- Required action
Return the records below in full. Keep every word exact and skip the images.

- Record extracts
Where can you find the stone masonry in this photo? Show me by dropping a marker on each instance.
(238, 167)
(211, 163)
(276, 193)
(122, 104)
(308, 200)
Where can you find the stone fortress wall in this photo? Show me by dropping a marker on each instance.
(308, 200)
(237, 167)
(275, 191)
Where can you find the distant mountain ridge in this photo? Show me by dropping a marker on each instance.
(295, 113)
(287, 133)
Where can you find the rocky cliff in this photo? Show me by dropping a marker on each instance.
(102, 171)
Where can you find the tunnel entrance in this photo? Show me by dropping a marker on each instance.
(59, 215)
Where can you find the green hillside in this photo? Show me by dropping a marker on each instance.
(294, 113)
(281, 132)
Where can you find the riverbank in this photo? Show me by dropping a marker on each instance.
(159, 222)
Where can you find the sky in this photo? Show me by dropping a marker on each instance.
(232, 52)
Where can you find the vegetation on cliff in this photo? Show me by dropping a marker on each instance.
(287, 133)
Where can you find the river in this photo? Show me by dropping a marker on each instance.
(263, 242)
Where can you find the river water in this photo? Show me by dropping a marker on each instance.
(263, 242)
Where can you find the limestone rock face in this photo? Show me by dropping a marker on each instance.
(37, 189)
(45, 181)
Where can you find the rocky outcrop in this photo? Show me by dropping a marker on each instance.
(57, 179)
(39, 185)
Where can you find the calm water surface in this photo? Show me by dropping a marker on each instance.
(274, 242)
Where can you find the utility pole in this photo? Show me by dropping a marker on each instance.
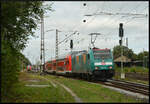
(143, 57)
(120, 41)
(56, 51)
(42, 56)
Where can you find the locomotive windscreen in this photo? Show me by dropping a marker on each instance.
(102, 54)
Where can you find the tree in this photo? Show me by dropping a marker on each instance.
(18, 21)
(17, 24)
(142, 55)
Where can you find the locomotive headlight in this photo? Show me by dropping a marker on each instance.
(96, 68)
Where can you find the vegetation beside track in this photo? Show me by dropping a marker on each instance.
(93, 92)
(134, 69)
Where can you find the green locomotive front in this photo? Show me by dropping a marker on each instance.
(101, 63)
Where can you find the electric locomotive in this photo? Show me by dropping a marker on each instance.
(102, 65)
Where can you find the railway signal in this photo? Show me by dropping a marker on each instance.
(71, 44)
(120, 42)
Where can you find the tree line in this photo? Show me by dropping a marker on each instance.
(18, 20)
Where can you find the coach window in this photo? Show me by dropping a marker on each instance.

- Answer to this problem
Where can you find the stone masonry in this photo? Show me by dropping a marker on each instance.
(238, 167)
(211, 163)
(276, 193)
(122, 104)
(308, 200)
Where can you find the stone fortress wall in this photo? Show me by dropping a marker on each instance.
(308, 200)
(237, 167)
(275, 191)
Where can you find the distant mountain ridge in this photo? Show me by dropping a marker on each instance.
(295, 113)
(287, 133)
Where can you find the rocky cliff in this photo? Show me by dropping a marker on each instance.
(102, 171)
Where can you find the tunnel entrance in this photo? Show me by dropping a marker on each instance.
(59, 215)
Where can you find the green hillside in this photo? Show me by dropping a marker on each instance.
(294, 113)
(281, 132)
Where can you find the riverbank in this photo? Show me by dropping a marker on each instance.
(159, 222)
Where can you find the sky in this photo? Show me by dropping a marker on each instance.
(232, 52)
Where can you find the vegetation on cliff in this photo? Show me by dropping a marker on each instance.
(287, 133)
Where can you find the river in this photo? Show me by dropping a marker on each instance.
(263, 242)
Where can you find the river water in this photo? Show me by dropping a marker on each instance.
(263, 242)
Where can you find the limestone rock face in this photo? Show me by dropping a marker on each instance.
(37, 189)
(45, 181)
Where can you find the rocky outcrop in this photo? Show me by dropping a marker on each instance.
(57, 179)
(39, 185)
Where can you find the calm water surface in this photo? Show me by dropping a marker on each instance.
(274, 242)
Where can you find the utility pole in this photo? Show me by dropping a marker on each instance.
(143, 57)
(120, 41)
(56, 51)
(42, 56)
Where can you find the locomotive windscreen in this photo? Show me by dropping a marker on each instance.
(102, 54)
Where can you find the tree in this photo? Show me by dropping a marker on each instance.
(18, 21)
(17, 24)
(142, 55)
Where can you find the locomotive headlight in this photo? Show me by dropping a marker on each instance.
(96, 68)
Where can you find the vegetation beside track in this photo? Show me by dropping a marker on each instance.
(93, 92)
(134, 69)
Where can you find the green locomotive front in this photo? Show me by dropping a marker on each instance.
(101, 63)
Where can you find the electric locomotive in this photo? Show me by dropping a marker on each instance.
(102, 65)
Where can you find the railway signal in this photo? Show me by dropping a marker on each instance.
(71, 44)
(120, 42)
Where can you find the tree line in this photo? Show me by dropping a marker on each instance.
(18, 20)
Where can you find the coach window in this photo? Show me by dropping a marker on each instance.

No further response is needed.